## Exercises to complete:
1. Which figures does the brief description of the drawings below call graphs?
2. Do these statements agree with the brief description of the drawings below? (a) FIG. 6 is a time chart. (b) FIG. 7A is a side view. (c) FIG. 2 outlines an initial injection amount determination routine. Answer yes or no for each, quoting the deciding words.

## Source document:
BRIEF DESCRIPTION OF THE DRAWINGS
[0015] FIG. 1 is a view showing a schematic structure of an
internal combustion engine for an automobile to which a start
control apparatus according to one embodiment of the present
invention is applied;
[0016] FIG. 2 is a flowchart showing an outline of an idle stop
control routine that ECU performs;
[0017] FIG. 3 is a graph showing a combustion state at restarting
in a cylinder in which a piston stops in an intake stroke with
making the state correspond to a piston position before restarting
and a fuel injection amount;
[0018] FIG. 4 is a graph showing a manner of changes of an actually
required amount in relation to a stop time by idle stop
control;
[0019] FIG. 5 is a flowchart showing an initial injection amount
determination routine that ECU performs;
[0020] FIG. 6 is a time chart showing a lapse of time from
establishment of a restart condition to an actual start of
operation of a starter motor;
[0021] FIGS. 7A and 7B are explanatory diagrams showing coordinates
when measuring acceleration accompanying a vibration of the engine,
where FIG. 7A is a front view and FIG. 7B is a side view;
[0022] FIG. 8 is a graph showing relation between the acceleration
during the vibration and a fuel injection amount;
[0023] FIG. 9 is a graph showing relation between pressure in a
cylinder and the fuel injection amount; and
[0024] FIG. 10 is a graph showing relation between a start time and
the fuel injection amount.

## Recorded information:
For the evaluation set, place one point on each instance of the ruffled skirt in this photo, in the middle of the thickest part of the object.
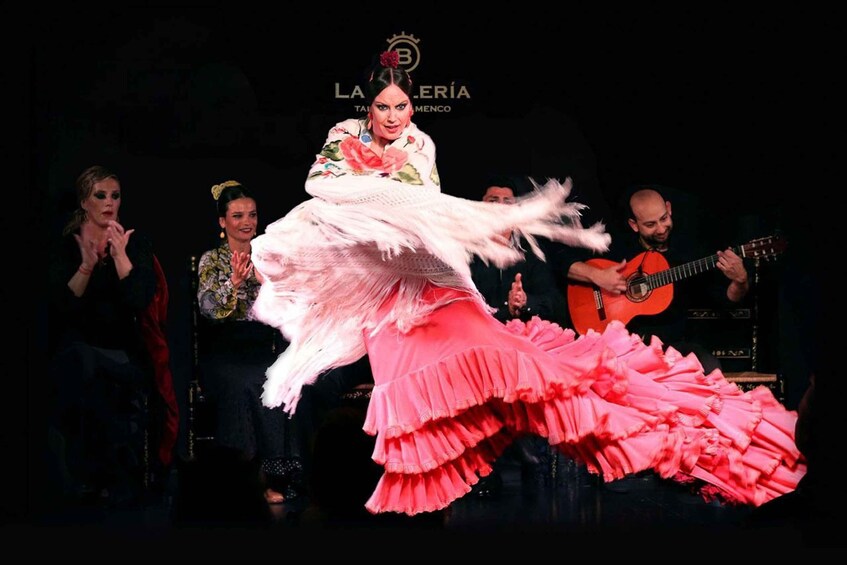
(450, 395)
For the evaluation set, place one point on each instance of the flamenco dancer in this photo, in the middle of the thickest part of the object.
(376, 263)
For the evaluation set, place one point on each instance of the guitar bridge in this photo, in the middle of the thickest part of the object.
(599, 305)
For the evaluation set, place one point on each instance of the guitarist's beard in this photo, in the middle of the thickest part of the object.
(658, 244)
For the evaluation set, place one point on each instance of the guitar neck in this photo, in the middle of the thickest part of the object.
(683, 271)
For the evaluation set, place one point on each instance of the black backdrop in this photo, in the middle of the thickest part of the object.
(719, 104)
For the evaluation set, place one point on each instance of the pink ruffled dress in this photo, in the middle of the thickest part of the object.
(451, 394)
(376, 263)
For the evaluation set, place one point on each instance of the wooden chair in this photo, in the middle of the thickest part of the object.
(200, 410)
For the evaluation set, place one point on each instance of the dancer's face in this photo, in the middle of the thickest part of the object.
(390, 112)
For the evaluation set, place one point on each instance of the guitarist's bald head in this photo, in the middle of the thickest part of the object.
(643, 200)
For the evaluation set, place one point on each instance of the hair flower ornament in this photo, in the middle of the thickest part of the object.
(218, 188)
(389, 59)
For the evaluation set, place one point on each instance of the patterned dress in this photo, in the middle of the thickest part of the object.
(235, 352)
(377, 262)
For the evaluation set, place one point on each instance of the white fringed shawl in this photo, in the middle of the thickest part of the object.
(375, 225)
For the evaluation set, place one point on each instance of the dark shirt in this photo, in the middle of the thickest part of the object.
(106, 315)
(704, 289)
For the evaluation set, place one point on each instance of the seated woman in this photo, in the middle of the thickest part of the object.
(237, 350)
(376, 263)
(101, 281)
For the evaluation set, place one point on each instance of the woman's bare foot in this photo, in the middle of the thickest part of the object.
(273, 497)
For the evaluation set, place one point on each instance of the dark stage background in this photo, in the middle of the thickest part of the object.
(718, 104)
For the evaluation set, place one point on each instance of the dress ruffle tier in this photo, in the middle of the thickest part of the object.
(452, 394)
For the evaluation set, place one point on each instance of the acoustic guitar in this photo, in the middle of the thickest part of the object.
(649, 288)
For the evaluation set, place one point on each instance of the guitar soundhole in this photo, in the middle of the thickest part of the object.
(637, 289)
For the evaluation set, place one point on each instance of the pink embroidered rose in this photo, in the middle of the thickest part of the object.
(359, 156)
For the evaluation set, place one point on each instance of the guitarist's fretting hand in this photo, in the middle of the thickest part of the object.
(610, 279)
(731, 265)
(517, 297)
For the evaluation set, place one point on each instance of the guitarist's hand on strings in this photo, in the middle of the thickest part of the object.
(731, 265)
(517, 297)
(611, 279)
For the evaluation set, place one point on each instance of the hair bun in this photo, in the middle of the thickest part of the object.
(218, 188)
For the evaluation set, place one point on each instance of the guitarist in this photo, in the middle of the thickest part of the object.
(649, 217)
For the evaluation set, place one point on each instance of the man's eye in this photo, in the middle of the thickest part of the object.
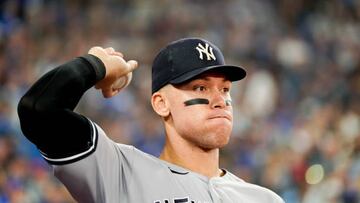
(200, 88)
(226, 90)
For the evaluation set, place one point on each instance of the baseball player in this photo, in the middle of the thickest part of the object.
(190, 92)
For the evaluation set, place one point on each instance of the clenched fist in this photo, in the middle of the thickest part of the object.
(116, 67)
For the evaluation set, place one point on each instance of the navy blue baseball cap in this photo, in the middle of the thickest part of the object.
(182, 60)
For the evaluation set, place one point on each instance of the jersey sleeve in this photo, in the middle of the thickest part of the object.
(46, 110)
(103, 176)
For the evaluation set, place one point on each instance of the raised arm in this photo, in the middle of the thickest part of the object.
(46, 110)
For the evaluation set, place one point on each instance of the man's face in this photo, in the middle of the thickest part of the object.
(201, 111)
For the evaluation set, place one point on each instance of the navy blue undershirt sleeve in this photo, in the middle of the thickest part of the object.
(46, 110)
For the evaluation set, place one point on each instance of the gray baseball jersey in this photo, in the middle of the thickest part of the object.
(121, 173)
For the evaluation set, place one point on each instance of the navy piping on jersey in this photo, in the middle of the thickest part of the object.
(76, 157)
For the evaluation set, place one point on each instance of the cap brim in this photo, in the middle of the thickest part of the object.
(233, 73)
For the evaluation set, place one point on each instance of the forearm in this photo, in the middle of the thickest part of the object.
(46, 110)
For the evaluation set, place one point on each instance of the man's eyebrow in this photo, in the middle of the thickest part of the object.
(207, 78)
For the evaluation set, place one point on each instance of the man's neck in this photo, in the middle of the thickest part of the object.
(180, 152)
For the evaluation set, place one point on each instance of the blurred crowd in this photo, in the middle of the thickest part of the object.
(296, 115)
...
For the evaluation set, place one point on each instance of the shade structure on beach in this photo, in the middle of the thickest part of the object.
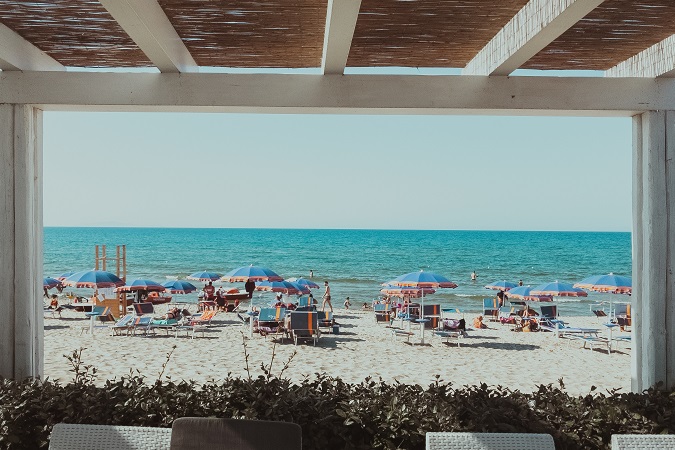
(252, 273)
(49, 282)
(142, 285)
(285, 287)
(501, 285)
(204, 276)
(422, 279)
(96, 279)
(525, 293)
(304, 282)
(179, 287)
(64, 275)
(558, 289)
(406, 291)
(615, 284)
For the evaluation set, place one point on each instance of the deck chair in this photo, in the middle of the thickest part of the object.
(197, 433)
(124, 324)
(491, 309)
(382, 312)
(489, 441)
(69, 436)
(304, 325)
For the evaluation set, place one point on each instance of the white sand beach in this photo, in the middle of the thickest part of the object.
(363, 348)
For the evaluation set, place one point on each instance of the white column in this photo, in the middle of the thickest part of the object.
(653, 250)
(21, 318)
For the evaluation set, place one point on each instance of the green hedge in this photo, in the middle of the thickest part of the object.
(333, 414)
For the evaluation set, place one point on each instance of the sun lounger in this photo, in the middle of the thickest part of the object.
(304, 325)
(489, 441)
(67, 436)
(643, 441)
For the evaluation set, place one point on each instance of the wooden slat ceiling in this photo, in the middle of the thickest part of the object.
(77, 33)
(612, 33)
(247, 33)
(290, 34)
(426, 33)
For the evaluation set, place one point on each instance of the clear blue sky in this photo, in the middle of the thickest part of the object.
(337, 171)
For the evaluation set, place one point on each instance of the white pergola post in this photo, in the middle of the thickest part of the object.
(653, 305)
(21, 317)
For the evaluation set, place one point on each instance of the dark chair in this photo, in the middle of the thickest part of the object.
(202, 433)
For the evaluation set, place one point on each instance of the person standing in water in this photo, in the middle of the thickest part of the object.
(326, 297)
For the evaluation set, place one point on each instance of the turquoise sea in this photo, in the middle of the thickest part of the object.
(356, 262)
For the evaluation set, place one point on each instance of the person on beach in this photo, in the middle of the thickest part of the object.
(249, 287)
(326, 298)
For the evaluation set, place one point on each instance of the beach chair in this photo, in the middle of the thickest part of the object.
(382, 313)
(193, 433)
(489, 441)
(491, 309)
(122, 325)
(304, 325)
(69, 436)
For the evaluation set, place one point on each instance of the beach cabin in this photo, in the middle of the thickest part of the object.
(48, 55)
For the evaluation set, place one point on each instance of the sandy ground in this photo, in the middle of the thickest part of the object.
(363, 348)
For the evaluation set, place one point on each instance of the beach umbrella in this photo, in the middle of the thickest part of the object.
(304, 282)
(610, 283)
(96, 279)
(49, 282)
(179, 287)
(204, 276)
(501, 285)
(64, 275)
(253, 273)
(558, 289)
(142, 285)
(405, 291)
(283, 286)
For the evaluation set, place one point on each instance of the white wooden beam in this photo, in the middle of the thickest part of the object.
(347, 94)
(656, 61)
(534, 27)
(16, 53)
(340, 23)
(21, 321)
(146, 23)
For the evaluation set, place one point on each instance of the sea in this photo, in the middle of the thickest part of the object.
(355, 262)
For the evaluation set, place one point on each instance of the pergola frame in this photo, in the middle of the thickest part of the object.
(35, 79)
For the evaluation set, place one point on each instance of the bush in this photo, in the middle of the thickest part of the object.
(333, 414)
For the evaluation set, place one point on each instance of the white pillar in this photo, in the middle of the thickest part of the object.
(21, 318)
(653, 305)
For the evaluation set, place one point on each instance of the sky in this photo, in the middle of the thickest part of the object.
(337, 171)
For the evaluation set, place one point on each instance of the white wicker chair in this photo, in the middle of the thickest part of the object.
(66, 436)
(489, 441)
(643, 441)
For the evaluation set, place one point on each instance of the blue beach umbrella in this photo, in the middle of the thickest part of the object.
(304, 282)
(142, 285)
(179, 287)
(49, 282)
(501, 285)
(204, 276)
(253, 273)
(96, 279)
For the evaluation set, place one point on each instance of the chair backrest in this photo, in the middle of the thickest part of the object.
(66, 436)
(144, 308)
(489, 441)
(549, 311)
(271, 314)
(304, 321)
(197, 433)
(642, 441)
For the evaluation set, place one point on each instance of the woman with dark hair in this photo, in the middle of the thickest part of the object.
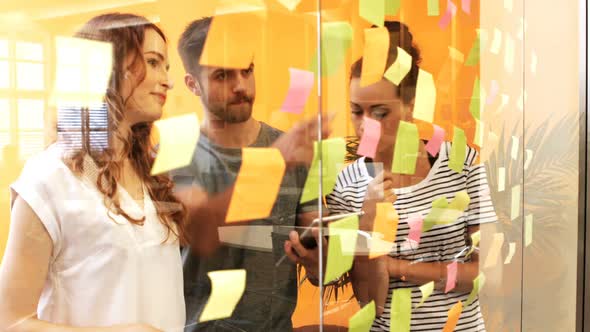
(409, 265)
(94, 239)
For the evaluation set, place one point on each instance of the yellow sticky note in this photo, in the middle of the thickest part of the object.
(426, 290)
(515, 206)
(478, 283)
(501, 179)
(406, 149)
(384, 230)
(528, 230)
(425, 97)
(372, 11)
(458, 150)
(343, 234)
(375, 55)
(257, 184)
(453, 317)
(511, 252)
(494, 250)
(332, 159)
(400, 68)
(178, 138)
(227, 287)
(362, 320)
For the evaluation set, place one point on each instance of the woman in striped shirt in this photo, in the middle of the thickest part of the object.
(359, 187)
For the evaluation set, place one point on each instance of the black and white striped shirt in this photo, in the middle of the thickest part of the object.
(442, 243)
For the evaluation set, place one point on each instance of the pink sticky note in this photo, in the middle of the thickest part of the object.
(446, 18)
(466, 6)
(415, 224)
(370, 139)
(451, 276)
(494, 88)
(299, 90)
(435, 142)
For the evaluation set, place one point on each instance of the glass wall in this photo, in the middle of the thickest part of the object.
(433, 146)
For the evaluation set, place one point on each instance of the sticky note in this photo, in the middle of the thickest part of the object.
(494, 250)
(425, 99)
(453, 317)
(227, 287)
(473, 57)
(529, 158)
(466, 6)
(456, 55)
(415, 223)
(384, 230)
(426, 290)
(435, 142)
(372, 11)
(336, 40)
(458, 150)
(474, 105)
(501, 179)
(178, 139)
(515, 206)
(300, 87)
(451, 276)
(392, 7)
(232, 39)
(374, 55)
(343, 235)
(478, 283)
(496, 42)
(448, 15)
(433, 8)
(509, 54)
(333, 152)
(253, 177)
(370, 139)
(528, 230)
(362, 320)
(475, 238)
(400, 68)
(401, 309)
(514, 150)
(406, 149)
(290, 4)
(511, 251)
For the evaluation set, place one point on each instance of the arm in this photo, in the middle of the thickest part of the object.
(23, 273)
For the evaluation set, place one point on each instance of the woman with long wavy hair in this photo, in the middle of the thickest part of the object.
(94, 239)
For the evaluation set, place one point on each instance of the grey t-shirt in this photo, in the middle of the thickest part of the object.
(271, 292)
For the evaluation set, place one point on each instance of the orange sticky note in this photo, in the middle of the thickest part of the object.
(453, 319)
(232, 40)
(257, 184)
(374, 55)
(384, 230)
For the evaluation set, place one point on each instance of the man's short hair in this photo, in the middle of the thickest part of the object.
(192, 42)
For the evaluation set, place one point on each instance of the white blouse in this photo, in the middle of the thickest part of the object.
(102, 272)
---
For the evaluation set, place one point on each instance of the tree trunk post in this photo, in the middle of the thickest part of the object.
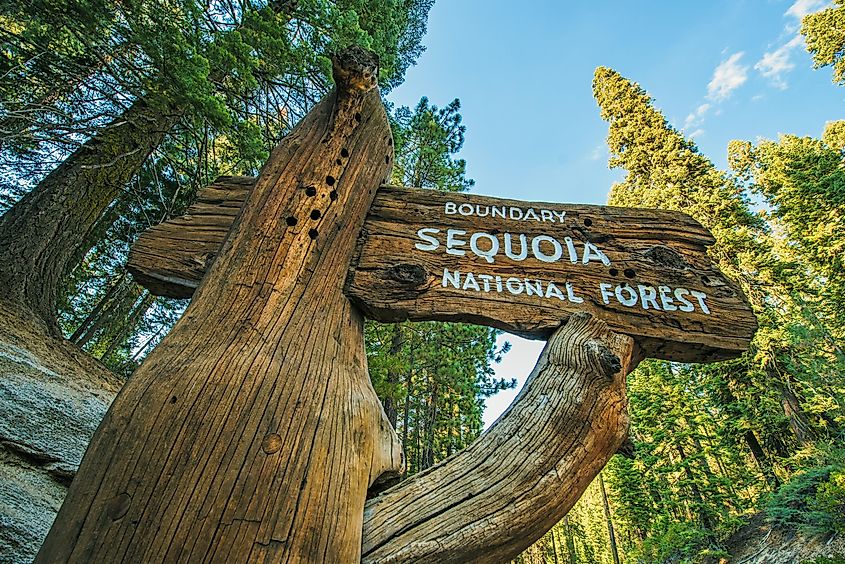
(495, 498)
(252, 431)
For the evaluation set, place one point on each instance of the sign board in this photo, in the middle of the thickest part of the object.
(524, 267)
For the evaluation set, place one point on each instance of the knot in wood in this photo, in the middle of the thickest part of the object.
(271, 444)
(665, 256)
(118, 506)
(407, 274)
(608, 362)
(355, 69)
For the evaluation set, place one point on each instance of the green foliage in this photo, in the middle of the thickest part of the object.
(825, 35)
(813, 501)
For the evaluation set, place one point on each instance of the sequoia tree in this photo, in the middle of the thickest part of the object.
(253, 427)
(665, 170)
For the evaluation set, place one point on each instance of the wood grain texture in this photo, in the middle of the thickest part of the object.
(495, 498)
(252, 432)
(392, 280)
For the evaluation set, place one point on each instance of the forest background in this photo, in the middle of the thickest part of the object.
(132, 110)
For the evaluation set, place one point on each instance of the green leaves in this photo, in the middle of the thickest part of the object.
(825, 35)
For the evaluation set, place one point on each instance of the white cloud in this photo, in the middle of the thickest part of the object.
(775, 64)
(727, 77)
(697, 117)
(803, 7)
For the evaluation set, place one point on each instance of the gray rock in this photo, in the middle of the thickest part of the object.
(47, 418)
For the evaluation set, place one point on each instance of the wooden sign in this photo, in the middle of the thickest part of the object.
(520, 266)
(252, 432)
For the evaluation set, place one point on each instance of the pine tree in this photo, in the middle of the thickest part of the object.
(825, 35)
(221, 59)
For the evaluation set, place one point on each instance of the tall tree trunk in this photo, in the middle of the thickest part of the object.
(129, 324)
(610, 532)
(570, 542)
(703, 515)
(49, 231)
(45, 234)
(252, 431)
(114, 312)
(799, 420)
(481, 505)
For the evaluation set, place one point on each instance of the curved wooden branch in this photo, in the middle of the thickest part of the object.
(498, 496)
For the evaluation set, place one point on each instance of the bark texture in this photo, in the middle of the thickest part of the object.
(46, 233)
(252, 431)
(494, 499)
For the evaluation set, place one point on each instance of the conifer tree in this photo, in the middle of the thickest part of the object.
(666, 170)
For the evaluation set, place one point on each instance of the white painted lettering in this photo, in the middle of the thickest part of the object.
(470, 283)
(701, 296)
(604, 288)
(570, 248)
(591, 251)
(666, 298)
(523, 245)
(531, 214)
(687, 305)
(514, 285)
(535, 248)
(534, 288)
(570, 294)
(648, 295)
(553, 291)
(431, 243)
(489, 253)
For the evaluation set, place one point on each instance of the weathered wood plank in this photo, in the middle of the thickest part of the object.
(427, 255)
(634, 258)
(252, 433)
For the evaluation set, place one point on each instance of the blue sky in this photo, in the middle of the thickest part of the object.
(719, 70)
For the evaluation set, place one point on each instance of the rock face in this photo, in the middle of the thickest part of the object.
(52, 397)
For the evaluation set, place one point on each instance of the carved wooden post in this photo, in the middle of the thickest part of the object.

## Answer set:
1. FIG. 3, FIG. 4, FIG. 8, FIG. 9, FIG. 10

2.
(a) Yes: "FIG. 6 is a time chart showing a lapse of time from establishment of a restart condition to an actual start of operation of a starter motor"
(b) No: "where FIG. 7A is a front view and FIG. 7B is a side view"
(c) No: "FIG. 2 is a flowchart showing an outline of an idle stop control routine that ECU performs"